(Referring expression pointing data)
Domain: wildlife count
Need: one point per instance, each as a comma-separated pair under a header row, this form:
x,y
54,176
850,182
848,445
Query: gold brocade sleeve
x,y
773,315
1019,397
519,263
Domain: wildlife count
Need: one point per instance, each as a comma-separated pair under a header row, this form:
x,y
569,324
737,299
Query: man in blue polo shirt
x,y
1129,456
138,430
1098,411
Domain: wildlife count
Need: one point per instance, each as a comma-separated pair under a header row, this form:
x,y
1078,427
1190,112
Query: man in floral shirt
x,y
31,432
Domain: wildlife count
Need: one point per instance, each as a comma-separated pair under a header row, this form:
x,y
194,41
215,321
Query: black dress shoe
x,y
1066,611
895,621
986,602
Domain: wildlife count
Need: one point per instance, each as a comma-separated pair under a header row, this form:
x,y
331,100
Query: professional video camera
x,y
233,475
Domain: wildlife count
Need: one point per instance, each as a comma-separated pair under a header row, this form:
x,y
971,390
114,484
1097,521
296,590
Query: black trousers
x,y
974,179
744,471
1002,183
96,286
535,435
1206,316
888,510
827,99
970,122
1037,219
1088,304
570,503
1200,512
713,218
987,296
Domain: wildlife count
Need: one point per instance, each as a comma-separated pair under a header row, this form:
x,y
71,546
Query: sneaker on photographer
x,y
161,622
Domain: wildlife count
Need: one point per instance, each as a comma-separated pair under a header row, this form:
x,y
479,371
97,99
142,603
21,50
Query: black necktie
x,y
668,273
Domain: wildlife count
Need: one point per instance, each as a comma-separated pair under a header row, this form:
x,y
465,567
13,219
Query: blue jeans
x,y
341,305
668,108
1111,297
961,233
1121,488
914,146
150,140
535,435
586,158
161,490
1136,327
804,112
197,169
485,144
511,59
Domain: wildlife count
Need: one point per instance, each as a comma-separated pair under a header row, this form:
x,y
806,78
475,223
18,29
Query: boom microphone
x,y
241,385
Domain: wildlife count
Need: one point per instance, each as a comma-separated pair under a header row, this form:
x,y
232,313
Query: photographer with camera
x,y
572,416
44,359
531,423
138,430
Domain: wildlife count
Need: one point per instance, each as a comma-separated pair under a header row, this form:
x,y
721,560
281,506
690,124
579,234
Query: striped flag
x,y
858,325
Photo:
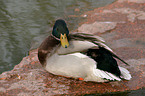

▶ **Task instructions**
Repeat the data above in full and exactly. Omit every image.

▶ **Solution for this problem**
Domain: wildlife count
Need: one point per instance, each as a comma-separated pair under a header row, this form:
x,y
54,176
850,182
848,445
Query: gold brocade sleeve
x,y
773,315
1019,397
519,263
Domain: wildlife count
Need: one point per instance, each as a comma-separated pair under a header row, this form:
x,y
569,324
737,299
Query: man in blue polo shirt
x,y
1129,456
138,430
1098,411
Domain: wildlife count
Need: one point per instance, each as a comma-separated pair under a header row, this form:
x,y
1078,427
1190,112
Query: man in floral shirt
x,y
31,432
Domain: wildlife count
Need: one point per instance, each as a comma-separated pair under a header row, this form:
x,y
194,41
215,321
Query: black dress shoe
x,y
1066,611
895,621
986,602
Domain: wildlife count
Need: one point per instance, each as a comma-separated pair under a header row, this form:
x,y
331,100
Query: professional video camera
x,y
233,475
Domain: wildlife count
Need: one point per instance, each as a comma-separated pair under a header row, this form:
x,y
971,390
114,484
1097,521
296,590
Query: black trousers
x,y
974,179
744,471
1002,183
96,286
535,435
1206,316
888,510
827,99
970,122
1037,219
1088,304
570,503
1200,512
713,218
987,296
Domain: wildlife count
Need: one point per instance, each as a comma-separated pair under a header row, this form:
x,y
71,546
Query: sneaker on photographer
x,y
161,622
Domain: wildlife count
Need: one point per instance, each as a comma-separated pair under a header row, this form:
x,y
479,371
97,99
142,603
21,50
Query: black necktie
x,y
668,273
Domain: wildlife count
Need: one point per instance, each as a comma-separated pair under a header row, this form:
x,y
465,567
13,219
Query: blue jeans
x,y
341,305
668,108
1111,297
961,233
1121,488
914,146
150,140
535,435
586,158
161,490
1136,327
804,112
197,169
485,144
511,59
Domain: wildlife count
Need: one point per instance, each as a comma-separated pair under a header row, this form:
x,y
806,78
475,223
18,29
Query: boom microphone
x,y
241,385
Domain: wildlife count
Need: one point per instance, each as a comma-separated pair under a header row, this form:
x,y
232,313
Query: photographer with camera
x,y
572,416
44,359
531,423
138,430
Domain: wildlife count
Need: one point per instance, each as a comma-separated pair under a header row, this form:
x,y
721,560
281,506
690,124
579,234
Query: striped flag
x,y
858,325
Photo:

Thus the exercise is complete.